§ EXTRAIT DU DOCUMENT:
____________________

La tête en plein air, les lèvres toute sèche, portant juste un teeshirt au-dessus duquel un gilet vert, les sourcils poussiéreux, Khalifa Touré est conducteur de mototaxi depuis près de quatre mois au compte d’une compagnie basée à Bozola, dans le district de Bamako. Ce jeune diplômé de l’université des Sciences juridiques et politiques, Faculté de droit public, de Bamako peut parcourir plus d’une centaine de kilomètres par jour.
De la fatigue au niveau de la poitrine
Résidant à Kalaban-Coro, au sud-est de la capitale malienne, ce conducteur se réjouit de ce travail : « Je parviens à subvenir à mes propres besoins ainsi qu’à ceux de ma famille grâce à ce travail ». Sa protection personnelle n’est point un souci. « L’essentiel est d’avoir un travail et de l’argent pour faire face à mes dépenses », nous a-t-il confié.

____________________

§ LIGNES FOURNIES:
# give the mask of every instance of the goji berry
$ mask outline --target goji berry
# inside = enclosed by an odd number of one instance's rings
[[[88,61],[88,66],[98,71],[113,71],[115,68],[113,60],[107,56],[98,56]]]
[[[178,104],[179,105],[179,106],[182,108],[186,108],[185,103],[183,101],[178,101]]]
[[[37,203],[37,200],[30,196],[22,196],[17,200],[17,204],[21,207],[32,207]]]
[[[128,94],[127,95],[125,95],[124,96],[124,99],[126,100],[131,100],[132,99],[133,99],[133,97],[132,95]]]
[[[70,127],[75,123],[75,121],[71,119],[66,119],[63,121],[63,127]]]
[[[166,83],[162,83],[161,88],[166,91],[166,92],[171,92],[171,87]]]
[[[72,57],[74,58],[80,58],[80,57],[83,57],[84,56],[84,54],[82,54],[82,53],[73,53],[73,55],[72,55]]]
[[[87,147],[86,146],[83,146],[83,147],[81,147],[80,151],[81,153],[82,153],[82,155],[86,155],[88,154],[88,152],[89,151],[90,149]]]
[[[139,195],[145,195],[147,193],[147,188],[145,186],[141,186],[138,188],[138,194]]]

____________________

§ CONSIGNES:
A – D'après l'extrait sur le conducteur de mototaxi, depuis combien de temps Khalifa Touré exerce-t-il ce métier ?
B – Pour chaque affirmation, indiquez si elle concorde avec l'extrait sur le conducteur de mototaxi (oui ou non) et citez les mots du texte qui le montrent.
(i) Khalifa Touré habite à Kalaban-Coro.
(ii) Sa protection personnelle l'inquiète beaucoup.
(iii) Il est diplômé d'une faculté de médecine.
C – Reformulez sous forme de liste le paragraphe de l'extrait sur le conducteur de mototaxi qui commence par « Résidant à Kalaban-Coro », en gardant ses faits principaux.
Les lignes n'ont aucun rapport avec l'extrait.

§ RÉPONSES:
A – Depuis près de quatre mois.

B –
(i) Oui : « Résidant à Kalaban-Coro, au sud-est de la capitale malienne ».
(ii) Non : « Sa protection personnelle n’est point un souci. »
(iii) Non : « Ce jeune diplômé de l’université des Sciences juridiques et politiques, Faculté de droit public, de Bamako ».

C –
- Il réside à Kalaban-Coro, au sud-est de la capitale malienne.
- Il est content de ce travail, qui lui permet de subvenir à ses besoins et à ceux de sa famille.
- Sa protection personnelle ne l'inquiète pas.
- Pour lui, l'essentiel est d'avoir un travail et de l'argent pour faire face à ses dépenses.